#### ASSIGNED TASK:
The lines wanted are those in the data below that include "brick".

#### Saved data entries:
════════════════

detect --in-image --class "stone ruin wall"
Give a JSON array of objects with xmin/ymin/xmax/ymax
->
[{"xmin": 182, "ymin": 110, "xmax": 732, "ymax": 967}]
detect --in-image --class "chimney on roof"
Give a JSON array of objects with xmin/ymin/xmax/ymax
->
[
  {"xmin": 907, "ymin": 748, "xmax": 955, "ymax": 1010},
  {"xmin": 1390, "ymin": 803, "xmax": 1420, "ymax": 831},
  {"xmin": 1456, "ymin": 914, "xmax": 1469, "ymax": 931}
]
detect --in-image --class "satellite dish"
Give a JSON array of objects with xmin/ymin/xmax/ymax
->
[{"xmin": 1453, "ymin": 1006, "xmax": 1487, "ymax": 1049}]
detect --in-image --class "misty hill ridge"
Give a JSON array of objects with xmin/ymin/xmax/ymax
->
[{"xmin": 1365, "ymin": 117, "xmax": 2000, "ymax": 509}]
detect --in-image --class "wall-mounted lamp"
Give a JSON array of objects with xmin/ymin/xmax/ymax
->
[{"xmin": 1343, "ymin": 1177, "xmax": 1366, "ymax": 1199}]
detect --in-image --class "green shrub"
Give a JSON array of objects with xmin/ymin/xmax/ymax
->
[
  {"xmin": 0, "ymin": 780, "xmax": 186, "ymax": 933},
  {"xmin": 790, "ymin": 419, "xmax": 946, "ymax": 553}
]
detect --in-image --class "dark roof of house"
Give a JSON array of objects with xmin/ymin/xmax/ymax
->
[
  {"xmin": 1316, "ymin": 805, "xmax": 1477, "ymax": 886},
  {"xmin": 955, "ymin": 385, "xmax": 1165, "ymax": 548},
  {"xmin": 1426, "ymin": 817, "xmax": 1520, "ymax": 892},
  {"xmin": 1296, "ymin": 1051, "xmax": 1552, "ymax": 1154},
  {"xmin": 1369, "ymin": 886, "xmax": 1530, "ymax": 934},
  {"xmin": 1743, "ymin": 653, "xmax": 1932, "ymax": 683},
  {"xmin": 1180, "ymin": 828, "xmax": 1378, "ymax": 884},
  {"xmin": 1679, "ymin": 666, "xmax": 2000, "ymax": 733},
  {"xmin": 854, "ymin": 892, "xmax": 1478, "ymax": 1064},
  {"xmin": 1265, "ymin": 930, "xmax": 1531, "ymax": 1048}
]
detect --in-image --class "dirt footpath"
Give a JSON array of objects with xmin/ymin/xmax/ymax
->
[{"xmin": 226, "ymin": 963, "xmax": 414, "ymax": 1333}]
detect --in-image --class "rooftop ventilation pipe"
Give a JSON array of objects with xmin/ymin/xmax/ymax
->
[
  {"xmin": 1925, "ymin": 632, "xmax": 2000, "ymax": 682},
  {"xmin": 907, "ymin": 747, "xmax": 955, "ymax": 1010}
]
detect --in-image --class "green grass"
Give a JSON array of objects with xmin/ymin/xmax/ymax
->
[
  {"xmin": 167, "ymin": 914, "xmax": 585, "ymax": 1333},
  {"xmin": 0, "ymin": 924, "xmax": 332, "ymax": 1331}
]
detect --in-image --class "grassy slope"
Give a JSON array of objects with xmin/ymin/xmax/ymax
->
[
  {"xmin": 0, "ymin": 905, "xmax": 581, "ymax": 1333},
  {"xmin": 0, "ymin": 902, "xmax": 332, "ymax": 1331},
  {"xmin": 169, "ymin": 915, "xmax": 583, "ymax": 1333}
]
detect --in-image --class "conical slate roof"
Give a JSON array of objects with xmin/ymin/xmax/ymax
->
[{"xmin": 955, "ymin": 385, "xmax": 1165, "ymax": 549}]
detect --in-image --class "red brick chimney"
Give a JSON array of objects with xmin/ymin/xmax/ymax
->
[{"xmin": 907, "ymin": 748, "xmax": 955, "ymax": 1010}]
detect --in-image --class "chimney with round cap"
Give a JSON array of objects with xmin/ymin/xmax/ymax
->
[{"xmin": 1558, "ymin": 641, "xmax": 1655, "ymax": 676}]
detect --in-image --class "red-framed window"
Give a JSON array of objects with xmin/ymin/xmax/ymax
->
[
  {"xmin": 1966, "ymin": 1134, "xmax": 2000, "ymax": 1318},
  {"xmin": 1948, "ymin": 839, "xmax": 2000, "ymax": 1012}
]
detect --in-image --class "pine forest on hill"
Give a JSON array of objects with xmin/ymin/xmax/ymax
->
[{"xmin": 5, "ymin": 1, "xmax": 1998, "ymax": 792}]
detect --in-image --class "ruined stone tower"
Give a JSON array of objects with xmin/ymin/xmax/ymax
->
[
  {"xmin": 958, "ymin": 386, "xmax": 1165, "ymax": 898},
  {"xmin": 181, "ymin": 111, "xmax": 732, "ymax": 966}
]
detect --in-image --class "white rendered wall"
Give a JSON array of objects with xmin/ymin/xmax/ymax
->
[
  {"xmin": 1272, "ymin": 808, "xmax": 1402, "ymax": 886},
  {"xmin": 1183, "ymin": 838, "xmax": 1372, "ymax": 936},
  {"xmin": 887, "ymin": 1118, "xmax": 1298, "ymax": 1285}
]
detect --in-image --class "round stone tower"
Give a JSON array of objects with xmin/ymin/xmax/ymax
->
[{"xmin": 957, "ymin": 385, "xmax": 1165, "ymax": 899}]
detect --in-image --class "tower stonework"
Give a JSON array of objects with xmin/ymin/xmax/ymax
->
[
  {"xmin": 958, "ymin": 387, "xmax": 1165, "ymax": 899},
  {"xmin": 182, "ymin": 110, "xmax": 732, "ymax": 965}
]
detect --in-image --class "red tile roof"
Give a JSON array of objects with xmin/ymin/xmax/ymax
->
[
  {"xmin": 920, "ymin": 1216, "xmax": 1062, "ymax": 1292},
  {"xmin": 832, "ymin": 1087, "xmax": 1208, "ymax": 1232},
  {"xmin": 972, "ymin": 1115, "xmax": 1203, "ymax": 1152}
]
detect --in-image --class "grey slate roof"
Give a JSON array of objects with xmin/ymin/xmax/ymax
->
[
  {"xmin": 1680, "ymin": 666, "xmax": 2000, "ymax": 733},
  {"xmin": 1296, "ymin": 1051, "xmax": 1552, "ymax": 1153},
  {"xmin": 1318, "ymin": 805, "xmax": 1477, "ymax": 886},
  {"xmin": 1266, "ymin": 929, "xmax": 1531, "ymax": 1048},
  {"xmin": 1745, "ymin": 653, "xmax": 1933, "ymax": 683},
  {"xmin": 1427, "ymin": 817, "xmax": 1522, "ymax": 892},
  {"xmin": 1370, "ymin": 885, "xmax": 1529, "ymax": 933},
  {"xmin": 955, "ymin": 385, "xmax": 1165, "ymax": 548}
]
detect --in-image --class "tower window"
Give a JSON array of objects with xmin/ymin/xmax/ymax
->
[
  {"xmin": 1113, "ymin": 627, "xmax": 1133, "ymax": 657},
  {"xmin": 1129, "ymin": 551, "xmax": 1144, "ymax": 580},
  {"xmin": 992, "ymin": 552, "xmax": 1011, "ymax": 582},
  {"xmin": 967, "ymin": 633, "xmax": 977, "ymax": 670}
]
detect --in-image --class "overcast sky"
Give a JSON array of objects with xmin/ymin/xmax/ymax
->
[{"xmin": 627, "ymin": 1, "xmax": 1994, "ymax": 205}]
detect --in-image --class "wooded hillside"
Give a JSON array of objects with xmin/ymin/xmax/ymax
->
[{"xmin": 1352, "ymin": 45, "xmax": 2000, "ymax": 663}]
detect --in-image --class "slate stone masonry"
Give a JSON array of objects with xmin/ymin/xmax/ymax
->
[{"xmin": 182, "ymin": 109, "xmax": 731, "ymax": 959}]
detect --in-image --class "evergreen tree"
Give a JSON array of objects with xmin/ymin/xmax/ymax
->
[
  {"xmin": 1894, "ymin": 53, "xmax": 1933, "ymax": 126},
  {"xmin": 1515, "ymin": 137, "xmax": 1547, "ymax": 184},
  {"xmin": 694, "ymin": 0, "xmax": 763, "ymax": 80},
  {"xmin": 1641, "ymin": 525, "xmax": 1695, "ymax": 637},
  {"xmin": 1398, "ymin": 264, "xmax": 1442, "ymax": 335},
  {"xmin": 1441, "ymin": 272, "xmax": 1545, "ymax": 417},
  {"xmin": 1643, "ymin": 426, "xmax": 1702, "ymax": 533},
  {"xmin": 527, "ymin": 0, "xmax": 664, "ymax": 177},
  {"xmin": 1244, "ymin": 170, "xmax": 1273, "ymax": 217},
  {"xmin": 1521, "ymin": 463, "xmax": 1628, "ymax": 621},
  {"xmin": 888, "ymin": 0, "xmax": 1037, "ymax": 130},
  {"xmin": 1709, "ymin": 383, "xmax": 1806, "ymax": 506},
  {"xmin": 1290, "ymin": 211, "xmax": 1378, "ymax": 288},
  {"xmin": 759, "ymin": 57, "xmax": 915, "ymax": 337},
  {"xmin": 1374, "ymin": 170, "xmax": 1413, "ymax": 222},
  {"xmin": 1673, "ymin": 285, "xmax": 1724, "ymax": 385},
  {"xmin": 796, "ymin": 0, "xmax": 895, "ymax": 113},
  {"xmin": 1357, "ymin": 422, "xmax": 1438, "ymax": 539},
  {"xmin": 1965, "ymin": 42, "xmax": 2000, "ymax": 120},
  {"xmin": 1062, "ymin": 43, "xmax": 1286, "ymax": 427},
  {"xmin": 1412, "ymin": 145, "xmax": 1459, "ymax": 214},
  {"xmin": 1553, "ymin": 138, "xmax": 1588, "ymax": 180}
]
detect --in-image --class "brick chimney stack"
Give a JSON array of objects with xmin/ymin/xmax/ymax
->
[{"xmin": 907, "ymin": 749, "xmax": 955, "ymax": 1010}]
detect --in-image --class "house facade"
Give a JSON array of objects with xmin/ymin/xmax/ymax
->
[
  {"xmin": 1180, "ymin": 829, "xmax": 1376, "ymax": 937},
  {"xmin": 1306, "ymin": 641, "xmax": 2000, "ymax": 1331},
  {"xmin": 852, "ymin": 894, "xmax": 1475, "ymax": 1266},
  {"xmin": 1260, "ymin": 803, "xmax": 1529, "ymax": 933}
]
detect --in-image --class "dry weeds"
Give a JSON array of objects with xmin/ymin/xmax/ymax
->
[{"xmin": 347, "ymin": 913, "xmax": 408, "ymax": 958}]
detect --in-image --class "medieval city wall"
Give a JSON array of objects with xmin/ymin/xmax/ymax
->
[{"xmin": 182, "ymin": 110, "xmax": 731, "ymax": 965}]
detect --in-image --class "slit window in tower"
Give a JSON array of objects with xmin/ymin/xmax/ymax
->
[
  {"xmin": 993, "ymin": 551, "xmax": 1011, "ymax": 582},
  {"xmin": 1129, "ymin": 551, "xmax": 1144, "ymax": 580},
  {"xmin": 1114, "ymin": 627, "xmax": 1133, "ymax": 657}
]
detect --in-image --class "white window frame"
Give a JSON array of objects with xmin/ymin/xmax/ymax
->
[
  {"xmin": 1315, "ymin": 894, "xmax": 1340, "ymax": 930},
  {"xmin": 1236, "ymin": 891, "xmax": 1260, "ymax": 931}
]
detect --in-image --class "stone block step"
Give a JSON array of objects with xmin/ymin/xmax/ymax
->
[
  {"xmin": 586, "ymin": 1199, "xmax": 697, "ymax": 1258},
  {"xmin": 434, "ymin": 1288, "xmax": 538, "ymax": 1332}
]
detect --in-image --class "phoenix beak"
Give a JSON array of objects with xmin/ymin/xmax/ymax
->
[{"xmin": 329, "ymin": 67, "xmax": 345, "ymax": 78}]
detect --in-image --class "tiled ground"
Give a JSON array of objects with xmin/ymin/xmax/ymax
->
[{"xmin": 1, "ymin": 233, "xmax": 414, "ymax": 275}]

════════════════

#### TASK OUTPUT:
detect --in-image --class "red brick chimney"
detect --in-image --class "brick chimney stack"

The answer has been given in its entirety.